## Goal of the exercise
Convert every one of the entries below into a JSON list of strings, with one string per line and no blank lines included.

◆ ◆ ◆ ◆

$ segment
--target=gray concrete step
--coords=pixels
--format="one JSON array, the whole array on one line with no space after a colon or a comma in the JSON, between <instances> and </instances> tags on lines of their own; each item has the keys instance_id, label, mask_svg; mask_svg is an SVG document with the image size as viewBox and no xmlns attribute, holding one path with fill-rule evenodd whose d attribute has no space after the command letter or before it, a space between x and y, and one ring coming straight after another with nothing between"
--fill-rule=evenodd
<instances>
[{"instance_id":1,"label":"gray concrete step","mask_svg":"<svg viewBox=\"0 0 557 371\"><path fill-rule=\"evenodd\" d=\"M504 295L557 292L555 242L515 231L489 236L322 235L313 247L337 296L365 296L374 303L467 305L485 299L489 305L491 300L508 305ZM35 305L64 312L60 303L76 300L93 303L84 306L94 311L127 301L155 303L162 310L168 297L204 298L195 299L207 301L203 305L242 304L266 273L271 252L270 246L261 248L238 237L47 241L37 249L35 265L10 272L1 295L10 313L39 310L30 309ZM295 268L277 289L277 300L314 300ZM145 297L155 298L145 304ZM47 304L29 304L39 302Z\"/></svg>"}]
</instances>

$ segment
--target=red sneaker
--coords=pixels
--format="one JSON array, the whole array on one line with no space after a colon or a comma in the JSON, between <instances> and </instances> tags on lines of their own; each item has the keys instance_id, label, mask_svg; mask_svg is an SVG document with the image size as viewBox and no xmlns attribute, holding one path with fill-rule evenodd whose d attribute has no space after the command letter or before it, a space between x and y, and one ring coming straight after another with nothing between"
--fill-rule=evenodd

◆ ◆ ◆ ◆

## Task output
[
  "$ segment",
  "--target=gray concrete step",
  "--coords=pixels",
  "--format=\"one JSON array, the whole array on one line with no space after a colon or a comma in the JSON, between <instances> and </instances> tags on lines of their own; each item has the keys instance_id, label, mask_svg; mask_svg is an SVG document with the image size as viewBox and no xmlns attribute, holding one path with fill-rule evenodd whose d attribute has no space after the command letter or before it, a space between x and y, and one ring coming straight after another with nothing between\"",
  "--fill-rule=evenodd",
  "<instances>",
  "[{\"instance_id\":1,\"label\":\"gray concrete step\",\"mask_svg\":\"<svg viewBox=\\\"0 0 557 371\\\"><path fill-rule=\\\"evenodd\\\" d=\\\"M504 295L557 292L555 242L515 231L489 236L322 235L313 247L337 296L365 296L374 303L467 305L485 299L489 305L491 300L508 305ZM35 305L64 312L60 303L76 300L93 303L84 306L94 311L127 301L155 303L162 310L168 297L204 298L195 299L207 301L203 305L242 304L266 273L271 252L270 246L261 248L238 237L47 241L37 249L35 265L10 272L1 295L10 313L39 310L30 309ZM295 268L277 289L277 300L314 300ZM145 297L155 298L145 304ZM47 304L29 304L39 302Z\\\"/></svg>\"}]",
  "</instances>",
  "$ segment",
  "--target=red sneaker",
  "--coords=pixels",
  "--format=\"one JSON array, the whole array on one line with no space after a colon or a comma in the JSON, between <instances> and </instances> tags on lines of their own; each item has the keys instance_id, label, mask_svg; mask_svg is an SVG document with the image size as viewBox and no xmlns attribute, holding one path with fill-rule evenodd whose d attribute has no space after the command letter or before it, a space between x and y, and one ring coming straight after another with nothing between\"",
  "--fill-rule=evenodd"
]